[Information given — start]

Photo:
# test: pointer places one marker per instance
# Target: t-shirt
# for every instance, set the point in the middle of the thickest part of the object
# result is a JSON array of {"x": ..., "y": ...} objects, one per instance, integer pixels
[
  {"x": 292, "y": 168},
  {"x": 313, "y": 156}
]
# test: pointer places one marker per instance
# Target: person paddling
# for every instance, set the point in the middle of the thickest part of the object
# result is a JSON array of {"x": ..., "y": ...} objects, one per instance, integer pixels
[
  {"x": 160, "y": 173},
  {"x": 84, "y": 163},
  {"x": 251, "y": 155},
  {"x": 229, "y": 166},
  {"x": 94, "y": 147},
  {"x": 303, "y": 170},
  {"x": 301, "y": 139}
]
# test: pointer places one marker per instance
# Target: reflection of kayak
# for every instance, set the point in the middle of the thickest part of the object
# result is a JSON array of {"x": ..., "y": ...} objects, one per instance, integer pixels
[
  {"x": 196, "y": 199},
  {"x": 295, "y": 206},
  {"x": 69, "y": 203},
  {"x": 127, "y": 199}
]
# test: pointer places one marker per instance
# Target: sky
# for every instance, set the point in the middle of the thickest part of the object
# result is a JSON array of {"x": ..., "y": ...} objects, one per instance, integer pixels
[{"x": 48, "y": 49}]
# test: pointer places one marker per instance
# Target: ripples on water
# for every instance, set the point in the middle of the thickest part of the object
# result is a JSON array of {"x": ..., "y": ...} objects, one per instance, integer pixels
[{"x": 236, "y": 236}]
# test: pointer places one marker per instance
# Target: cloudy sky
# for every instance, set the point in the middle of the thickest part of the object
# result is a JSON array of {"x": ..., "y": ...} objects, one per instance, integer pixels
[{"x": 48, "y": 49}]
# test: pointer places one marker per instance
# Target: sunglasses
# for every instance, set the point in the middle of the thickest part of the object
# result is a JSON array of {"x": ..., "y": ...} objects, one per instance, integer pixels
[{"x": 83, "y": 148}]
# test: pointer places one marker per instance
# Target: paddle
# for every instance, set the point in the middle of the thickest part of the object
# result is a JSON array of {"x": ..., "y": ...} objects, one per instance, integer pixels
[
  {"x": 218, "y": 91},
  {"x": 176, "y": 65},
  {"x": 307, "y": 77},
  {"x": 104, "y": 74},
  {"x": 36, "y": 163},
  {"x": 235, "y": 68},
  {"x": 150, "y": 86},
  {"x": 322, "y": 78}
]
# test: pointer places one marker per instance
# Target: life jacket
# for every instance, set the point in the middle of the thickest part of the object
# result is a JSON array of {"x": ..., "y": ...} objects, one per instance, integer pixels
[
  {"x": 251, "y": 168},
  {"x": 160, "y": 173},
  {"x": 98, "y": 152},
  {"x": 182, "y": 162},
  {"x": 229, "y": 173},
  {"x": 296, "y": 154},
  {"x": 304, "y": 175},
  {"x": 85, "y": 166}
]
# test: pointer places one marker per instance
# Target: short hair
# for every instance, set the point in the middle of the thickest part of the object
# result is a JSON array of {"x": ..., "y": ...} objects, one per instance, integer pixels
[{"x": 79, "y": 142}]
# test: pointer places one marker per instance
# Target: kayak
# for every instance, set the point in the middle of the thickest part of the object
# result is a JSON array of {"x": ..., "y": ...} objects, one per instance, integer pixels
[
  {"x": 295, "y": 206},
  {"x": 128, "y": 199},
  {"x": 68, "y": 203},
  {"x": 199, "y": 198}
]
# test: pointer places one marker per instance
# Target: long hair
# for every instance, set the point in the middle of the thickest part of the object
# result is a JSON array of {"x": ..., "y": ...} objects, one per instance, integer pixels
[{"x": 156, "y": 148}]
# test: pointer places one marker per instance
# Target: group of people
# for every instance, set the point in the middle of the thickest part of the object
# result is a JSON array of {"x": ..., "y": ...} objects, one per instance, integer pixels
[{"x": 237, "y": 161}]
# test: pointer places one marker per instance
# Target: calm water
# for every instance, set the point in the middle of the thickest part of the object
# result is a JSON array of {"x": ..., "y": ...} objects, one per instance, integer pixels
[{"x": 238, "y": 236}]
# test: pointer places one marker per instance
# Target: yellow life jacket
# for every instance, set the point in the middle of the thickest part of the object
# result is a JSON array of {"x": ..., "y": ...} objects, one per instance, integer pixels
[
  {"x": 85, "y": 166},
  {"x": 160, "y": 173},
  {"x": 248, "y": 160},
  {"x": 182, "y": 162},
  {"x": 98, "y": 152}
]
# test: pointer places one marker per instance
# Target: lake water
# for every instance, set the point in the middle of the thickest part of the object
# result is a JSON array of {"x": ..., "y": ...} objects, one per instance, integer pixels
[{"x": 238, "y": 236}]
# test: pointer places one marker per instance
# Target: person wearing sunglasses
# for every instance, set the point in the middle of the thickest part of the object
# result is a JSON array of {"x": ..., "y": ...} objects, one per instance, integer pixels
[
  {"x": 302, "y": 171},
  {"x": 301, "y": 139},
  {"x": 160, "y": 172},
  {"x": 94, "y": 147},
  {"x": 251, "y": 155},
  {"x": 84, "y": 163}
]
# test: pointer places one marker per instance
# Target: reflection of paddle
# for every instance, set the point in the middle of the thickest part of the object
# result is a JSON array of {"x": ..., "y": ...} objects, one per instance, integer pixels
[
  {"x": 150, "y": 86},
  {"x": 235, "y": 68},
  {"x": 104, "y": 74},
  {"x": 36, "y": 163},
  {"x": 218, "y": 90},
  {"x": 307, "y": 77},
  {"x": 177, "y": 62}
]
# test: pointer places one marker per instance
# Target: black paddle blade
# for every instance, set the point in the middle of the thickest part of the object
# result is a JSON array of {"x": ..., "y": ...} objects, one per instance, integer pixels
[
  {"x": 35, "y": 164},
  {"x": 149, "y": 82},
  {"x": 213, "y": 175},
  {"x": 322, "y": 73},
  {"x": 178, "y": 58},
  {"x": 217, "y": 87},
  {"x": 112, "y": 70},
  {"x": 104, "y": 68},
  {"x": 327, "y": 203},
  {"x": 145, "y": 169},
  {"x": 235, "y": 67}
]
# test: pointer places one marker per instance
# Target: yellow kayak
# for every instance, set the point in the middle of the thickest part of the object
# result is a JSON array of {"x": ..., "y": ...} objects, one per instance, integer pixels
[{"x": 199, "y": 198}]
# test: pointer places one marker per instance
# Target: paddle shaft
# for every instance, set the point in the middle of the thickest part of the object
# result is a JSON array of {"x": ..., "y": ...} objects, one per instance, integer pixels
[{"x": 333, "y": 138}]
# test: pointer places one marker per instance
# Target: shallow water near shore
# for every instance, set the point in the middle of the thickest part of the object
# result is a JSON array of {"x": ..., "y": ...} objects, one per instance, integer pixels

[Information given — finish]

In the material above, show every line where the word "reflection" turns up.

# Target: reflection of kayak
# Target: reflection of paddle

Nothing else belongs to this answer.